__Problem details__: What number of lines in the records below hold the word "chandelier"? Give that number alone.

__Records provided__:
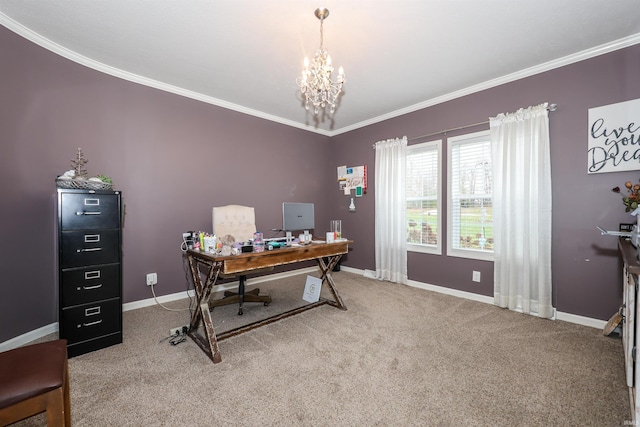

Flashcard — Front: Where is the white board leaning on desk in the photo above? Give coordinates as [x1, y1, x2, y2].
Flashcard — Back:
[303, 276, 322, 303]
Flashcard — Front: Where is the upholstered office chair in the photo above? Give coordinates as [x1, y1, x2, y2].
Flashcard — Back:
[209, 205, 272, 315]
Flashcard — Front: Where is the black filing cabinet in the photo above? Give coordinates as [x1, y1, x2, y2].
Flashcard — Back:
[57, 189, 123, 357]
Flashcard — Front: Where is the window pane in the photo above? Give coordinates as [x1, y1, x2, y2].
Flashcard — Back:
[407, 199, 438, 245]
[406, 140, 441, 253]
[407, 150, 438, 198]
[455, 198, 493, 250]
[448, 131, 493, 258]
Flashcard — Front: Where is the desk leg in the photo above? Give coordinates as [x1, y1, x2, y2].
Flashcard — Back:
[317, 255, 347, 310]
[186, 255, 223, 363]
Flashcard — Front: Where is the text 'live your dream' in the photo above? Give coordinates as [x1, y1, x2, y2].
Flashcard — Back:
[588, 118, 640, 173]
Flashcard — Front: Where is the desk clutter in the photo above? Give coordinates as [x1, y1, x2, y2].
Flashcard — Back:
[181, 230, 344, 255]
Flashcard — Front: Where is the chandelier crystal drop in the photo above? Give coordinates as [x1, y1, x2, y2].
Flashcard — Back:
[296, 8, 345, 116]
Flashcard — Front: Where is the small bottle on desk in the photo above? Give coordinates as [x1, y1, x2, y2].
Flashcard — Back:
[253, 232, 264, 253]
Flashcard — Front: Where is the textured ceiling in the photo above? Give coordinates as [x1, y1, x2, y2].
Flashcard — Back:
[1, 1, 640, 135]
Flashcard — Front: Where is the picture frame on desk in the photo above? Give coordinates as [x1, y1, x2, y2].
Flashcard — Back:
[620, 223, 635, 232]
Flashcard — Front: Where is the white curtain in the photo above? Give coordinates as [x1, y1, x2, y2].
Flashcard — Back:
[490, 103, 554, 318]
[374, 137, 408, 284]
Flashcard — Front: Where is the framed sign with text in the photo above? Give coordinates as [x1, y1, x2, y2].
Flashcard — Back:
[588, 98, 640, 174]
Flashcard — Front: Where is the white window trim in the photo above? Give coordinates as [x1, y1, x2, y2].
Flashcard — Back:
[446, 130, 494, 261]
[407, 139, 442, 255]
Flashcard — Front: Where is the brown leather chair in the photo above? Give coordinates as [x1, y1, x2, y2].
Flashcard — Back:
[208, 205, 272, 315]
[0, 339, 71, 426]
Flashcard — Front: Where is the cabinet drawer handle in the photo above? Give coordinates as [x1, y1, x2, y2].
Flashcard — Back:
[82, 284, 103, 290]
[85, 270, 101, 280]
[77, 247, 102, 253]
[82, 320, 103, 327]
[85, 306, 101, 316]
[76, 211, 102, 216]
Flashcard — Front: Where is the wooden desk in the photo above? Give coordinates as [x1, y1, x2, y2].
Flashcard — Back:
[185, 241, 350, 363]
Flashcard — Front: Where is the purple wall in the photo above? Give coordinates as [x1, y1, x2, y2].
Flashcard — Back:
[0, 26, 330, 343]
[1, 23, 639, 344]
[330, 44, 640, 321]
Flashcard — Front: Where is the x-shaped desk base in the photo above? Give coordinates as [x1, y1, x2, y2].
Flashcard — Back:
[185, 242, 350, 363]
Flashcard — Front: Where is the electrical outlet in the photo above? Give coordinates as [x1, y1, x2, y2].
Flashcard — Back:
[472, 271, 481, 282]
[170, 326, 188, 336]
[146, 272, 157, 286]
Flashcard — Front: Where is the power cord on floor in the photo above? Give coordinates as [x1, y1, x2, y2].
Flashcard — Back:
[149, 256, 196, 313]
[157, 257, 212, 347]
[160, 326, 188, 346]
[150, 282, 190, 312]
[156, 249, 225, 347]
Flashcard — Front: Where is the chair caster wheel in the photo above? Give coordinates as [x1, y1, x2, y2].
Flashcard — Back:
[238, 308, 243, 315]
[264, 302, 270, 306]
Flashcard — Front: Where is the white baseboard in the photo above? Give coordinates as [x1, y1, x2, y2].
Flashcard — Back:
[407, 278, 495, 305]
[123, 266, 317, 311]
[0, 323, 58, 353]
[555, 311, 607, 329]
[0, 265, 606, 351]
[123, 289, 196, 311]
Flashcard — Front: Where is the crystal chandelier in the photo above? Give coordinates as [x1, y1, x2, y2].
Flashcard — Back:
[296, 8, 345, 116]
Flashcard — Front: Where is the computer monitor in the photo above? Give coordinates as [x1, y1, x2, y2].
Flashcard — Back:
[282, 202, 315, 233]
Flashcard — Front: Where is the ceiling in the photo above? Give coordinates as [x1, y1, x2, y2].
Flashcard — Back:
[1, 1, 640, 136]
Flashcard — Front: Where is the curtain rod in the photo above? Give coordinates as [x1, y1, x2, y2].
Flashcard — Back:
[407, 103, 558, 142]
[372, 103, 557, 148]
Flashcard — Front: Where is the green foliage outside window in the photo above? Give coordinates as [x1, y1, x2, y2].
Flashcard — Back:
[407, 200, 438, 245]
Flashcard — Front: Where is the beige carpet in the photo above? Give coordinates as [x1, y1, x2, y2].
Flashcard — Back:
[11, 272, 630, 426]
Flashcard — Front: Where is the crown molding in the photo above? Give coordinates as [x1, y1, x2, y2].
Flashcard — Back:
[0, 13, 333, 136]
[2, 12, 639, 138]
[330, 33, 640, 136]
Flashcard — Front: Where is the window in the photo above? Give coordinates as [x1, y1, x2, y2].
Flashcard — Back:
[406, 140, 441, 254]
[447, 130, 493, 260]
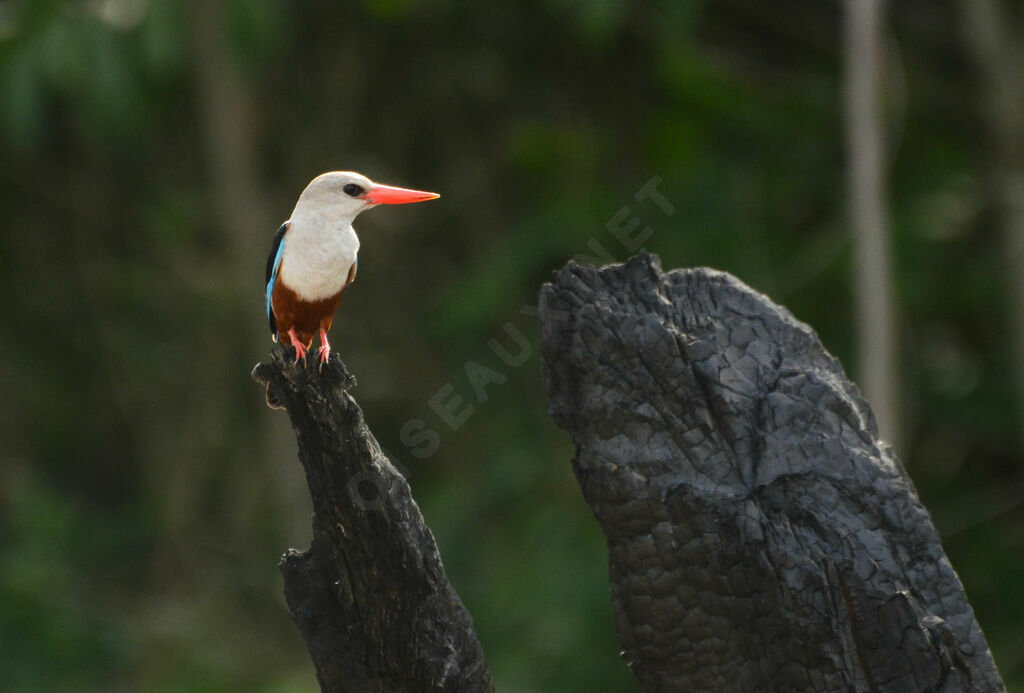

__Problem solution__: 2